ECLI:NL:CRVB:2005:AT9065

Centrale Raad van Beroep

Datum uitspraak
18 mei 2005
Publicatiedatum
4 april 2013
Zaaknummer
04/5236 WW
Instantie
Centrale Raad van Beroep
Type
Uitspraak
Rechtsgebied
Bestuursrecht; Socialezekerheidsrecht
Procedures
  • Hoger beroep
Rechters
Vindplaatsen
  • Rechtspraak.nl
AI samenvatting door LexboostAutomatisch gegenereerd

Ontslag op staande voet en weigering WW-uitkering wegens verwijtbare werkloosheid

In deze zaak gaat het om een hoger beroep van appellant, vertegenwoordigd door mr. M.J. Klinkert, tegen een uitspraak van de rechtbank Utrecht. Appellant was werkzaam als loodgieter en is op 10 juni 1998 op staande voet ontslagen omdat hij zonder bericht niet op het werk is verschenen. De Raad voor de Rechtspraak heeft de zaak behandeld op 6 april 2005. Gedaagde, vertegenwoordigd door mr. P.A.L. Nieuwenhuis, heeft de WW-uitkering van appellant met ingang van het ontslag blijvend geheel geweigerd, omdat appellant verwijtbaar werkloos zou zijn geworden. Dit besluit is door gedaagde in eerdere besluiten herbevestigd, maar de rechtbank heeft in haar uitspraak het besluit van 29 oktober 1998 ten onrechte betrokken bij haar oordeelsvorming.

◆ Gegevens:
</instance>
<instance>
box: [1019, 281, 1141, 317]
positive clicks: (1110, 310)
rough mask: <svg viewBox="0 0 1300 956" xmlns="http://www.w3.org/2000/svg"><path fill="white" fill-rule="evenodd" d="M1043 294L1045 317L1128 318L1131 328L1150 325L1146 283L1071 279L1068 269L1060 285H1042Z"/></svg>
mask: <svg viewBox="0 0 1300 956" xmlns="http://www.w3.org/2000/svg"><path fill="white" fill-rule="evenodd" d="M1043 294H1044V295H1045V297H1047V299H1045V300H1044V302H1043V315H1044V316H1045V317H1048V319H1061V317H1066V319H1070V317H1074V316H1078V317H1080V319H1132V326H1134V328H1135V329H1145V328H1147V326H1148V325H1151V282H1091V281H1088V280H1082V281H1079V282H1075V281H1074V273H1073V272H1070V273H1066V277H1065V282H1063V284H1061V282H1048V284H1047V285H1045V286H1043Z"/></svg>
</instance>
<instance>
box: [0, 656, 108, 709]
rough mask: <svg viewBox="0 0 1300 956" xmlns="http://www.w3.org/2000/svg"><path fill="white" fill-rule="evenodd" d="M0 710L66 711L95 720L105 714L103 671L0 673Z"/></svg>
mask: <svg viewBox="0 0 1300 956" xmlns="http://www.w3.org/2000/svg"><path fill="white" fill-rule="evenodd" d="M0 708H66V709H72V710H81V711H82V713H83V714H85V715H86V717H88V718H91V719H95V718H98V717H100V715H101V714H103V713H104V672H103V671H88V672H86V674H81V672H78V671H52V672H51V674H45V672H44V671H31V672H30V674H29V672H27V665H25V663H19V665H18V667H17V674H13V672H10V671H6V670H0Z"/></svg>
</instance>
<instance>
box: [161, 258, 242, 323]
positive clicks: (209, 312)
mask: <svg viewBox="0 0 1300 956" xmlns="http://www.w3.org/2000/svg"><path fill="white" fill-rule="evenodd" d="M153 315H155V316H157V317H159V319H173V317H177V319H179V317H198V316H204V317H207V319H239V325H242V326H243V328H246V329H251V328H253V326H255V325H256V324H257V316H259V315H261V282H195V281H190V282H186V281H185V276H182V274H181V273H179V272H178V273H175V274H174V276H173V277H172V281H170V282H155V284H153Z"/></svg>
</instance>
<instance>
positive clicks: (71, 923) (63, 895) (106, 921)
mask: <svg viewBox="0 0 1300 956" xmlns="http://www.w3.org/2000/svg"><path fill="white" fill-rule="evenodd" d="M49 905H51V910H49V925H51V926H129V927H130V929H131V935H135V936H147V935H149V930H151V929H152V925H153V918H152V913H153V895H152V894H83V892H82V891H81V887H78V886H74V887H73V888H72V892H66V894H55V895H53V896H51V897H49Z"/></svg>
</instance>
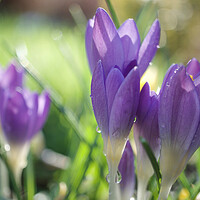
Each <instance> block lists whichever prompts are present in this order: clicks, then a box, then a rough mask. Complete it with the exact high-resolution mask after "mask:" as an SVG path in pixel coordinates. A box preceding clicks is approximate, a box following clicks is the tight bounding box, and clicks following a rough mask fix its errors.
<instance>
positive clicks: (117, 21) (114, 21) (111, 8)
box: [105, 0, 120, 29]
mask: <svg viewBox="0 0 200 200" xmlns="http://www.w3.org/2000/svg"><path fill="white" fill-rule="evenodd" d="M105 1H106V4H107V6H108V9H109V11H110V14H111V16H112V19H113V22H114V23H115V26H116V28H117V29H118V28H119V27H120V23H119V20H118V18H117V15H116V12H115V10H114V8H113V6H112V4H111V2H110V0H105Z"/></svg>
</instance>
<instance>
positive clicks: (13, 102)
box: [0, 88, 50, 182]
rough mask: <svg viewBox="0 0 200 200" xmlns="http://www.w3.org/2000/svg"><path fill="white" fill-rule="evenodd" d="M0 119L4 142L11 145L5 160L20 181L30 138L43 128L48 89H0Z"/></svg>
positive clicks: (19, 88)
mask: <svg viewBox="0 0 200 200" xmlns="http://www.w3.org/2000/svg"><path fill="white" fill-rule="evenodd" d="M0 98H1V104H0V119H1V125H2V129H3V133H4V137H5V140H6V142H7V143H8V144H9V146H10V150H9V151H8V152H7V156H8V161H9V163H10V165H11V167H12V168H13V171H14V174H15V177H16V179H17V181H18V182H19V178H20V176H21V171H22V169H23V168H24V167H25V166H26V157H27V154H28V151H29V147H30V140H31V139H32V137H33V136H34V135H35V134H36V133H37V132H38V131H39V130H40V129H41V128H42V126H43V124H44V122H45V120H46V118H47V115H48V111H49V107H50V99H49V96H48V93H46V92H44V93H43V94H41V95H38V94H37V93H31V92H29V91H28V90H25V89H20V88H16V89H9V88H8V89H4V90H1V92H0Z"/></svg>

◆ Werkopdracht: Schrijf een vervolg op de tekst over het ontslag op staande voet en de geweigerde WW-uitkering. Begin direct na de laatste zin van die tekst.

◆ Antwoord:
De Raad oordeelt dat er geen sprake is van een situatie waarin het besluit van gedaagde nietig kan worden verklaard. De Raad stelt vast dat appellant, ondanks waarschuwingen van zijn werkgever, zich herhaaldelijk niet aan de afspraken heeft gehouden, wat leidt tot de conclusie dat hij verwijtbaar werkloos is geworden. De Raad heeft de eerdere uitspraak van de rechtbank vernietigd en het beroep ongegrond verklaard. Tevens is gedaagde veroordeeld in de proceskosten van appellant, die zijn begroot op € 644,-- voor verleende rechtsbijstand in hoger beroep. Het griffierecht van € 87,-- dient door het Uitvoeringsinstituut werknemersverzekeringen aan appellant te worden vergoed.

Uitspraak

04/5236 WW
U I T S P R A A K
in het geding tussen:
[appellant], wonende te [woonplaats], appellant,
en
de Raad van bestuur van het Uitvoeringsinstituut werknemersverzekeringen, gedaagde.
I. ONTSTAAN EN LOOP VAN HET GEDING
Namens appellant heeft mr. M.J. Klinkert, advocaat te Utrecht, op bij aanvullend beroepschrift aangegeven gronden, hoger beroep ingesteld tegen een door de rechtbank Utrecht op 13 augustus 2004, reg. nr. SBR 03/1814 tussen partijen gewezen uitspraak, waarnaar hierbij wordt verwezen.
Gedaagde heeft een verweerschrift ingediend.
Het geding is behandeld ter zitting van 6 april 2005, waar appellant is verschenen bij mr. Klinkert, voornoemd, en gedaagde zich heeft laten vertegenwoordigen door mr. P.A.L. Nieuwenhuis, werkzaam bij het Uitvoeringsinstituut werknemersverzekeringen.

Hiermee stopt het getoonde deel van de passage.